§ **What the exercise asks**
Edit the lines below so that "positive clicks" becomes "foreground clicks" wherever it occurs, leaving everything else as it is.

§ **Data to use**
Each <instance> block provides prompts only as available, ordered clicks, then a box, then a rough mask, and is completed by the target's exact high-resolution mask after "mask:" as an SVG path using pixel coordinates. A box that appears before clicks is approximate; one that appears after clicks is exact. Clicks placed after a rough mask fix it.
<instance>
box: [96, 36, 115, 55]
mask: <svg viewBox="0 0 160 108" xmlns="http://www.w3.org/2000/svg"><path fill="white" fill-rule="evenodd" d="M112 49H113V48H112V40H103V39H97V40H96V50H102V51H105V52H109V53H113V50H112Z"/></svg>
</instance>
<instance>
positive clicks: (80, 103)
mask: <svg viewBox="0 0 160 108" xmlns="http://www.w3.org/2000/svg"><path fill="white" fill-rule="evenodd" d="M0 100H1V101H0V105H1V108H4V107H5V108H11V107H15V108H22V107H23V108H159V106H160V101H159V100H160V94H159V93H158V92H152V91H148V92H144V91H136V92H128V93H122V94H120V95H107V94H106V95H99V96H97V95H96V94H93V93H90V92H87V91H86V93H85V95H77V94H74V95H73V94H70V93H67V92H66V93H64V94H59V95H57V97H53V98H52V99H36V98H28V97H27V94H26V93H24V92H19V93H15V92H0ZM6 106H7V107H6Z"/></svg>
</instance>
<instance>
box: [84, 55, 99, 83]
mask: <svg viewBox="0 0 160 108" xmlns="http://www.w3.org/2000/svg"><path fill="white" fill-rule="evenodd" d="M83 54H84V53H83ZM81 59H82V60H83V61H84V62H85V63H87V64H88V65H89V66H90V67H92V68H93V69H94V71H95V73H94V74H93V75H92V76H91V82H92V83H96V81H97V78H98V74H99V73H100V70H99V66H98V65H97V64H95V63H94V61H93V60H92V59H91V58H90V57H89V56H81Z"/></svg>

§ **Answer box**
Each <instance> block provides prompts only as available, ordered clicks, then a box, then a rough mask, and is completed by the target's exact high-resolution mask after "mask:" as an SVG path using pixel coordinates. A box that appears before clicks is approximate; one that appears after clicks is exact. Clicks placed after a rough mask fix it.
<instance>
box: [96, 36, 115, 55]
mask: <svg viewBox="0 0 160 108" xmlns="http://www.w3.org/2000/svg"><path fill="white" fill-rule="evenodd" d="M112 49H113V48H112V40H103V39H97V40H96V50H102V51H105V52H109V53H113V50H112Z"/></svg>
</instance>
<instance>
foreground clicks: (80, 103)
mask: <svg viewBox="0 0 160 108" xmlns="http://www.w3.org/2000/svg"><path fill="white" fill-rule="evenodd" d="M0 100H1V101H0V105H1V108H4V107H5V108H11V107H15V108H22V107H23V108H159V106H160V101H159V100H160V94H159V93H158V92H152V91H148V92H144V91H136V92H128V93H122V94H120V95H107V94H106V95H99V96H97V95H96V94H93V93H90V92H87V91H86V93H85V95H77V94H74V95H73V94H70V93H67V92H66V93H64V94H59V95H57V97H53V98H52V99H36V98H28V97H27V94H26V93H24V92H19V93H15V92H0ZM6 106H7V107H6Z"/></svg>
</instance>
<instance>
box: [84, 55, 99, 83]
mask: <svg viewBox="0 0 160 108" xmlns="http://www.w3.org/2000/svg"><path fill="white" fill-rule="evenodd" d="M83 54H84V53H83ZM81 59H82V60H83V61H84V62H85V63H87V64H88V65H89V66H90V67H92V68H93V69H94V71H95V73H94V74H93V75H92V76H91V82H92V83H96V81H97V78H98V74H99V73H100V70H99V66H98V65H97V64H95V63H94V61H93V60H92V59H91V58H90V57H89V56H81Z"/></svg>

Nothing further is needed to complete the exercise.